Directions for this task
The answer is the line that contains "Phrase: shadow on grass" followed by every later line of the entries below, each repeated exactly, and nothing else.

Information given
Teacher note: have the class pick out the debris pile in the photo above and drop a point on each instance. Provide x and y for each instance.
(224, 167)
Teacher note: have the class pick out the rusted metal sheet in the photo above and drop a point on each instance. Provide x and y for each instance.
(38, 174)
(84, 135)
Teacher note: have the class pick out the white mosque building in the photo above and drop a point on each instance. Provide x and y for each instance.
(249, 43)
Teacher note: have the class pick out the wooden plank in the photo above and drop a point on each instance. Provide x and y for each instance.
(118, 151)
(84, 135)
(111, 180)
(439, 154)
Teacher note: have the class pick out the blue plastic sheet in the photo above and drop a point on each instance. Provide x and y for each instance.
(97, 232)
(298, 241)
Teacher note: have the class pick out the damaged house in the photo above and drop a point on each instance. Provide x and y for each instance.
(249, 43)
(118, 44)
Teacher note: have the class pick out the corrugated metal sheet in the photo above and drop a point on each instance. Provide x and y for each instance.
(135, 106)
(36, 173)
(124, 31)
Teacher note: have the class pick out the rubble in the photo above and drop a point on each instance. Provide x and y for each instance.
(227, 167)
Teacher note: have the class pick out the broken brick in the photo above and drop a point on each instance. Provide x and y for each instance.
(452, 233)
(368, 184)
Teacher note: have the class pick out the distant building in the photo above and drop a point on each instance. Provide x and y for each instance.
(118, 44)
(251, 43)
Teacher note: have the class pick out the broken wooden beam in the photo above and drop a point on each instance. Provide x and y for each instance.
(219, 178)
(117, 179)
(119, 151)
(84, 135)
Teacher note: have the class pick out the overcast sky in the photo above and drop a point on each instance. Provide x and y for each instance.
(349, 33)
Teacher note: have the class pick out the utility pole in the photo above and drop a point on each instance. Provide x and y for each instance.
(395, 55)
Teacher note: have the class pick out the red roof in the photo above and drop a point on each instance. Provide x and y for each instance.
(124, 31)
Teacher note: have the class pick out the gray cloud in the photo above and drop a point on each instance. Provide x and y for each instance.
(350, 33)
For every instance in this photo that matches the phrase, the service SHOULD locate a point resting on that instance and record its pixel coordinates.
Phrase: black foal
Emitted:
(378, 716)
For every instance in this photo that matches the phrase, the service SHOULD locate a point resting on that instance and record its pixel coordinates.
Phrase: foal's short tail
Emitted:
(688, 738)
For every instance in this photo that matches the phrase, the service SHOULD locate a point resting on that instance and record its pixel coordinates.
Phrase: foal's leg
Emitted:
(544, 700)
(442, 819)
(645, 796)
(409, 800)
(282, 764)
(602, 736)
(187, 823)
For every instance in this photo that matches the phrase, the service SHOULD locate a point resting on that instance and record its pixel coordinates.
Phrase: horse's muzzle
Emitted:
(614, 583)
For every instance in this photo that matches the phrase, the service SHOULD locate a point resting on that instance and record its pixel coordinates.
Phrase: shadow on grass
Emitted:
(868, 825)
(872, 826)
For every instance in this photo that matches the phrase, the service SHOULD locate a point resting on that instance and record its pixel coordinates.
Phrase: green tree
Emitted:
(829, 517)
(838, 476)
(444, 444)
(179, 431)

Answer to the exercise
Phrase: shadow on grass
Emitted:
(868, 825)
(872, 826)
For every instance in this photo that matches the phrase, the service SHOULD locate a point resting on that instance and record its pixel coordinates.
Phrase: green tree
Emitted:
(829, 517)
(838, 476)
(444, 444)
(179, 431)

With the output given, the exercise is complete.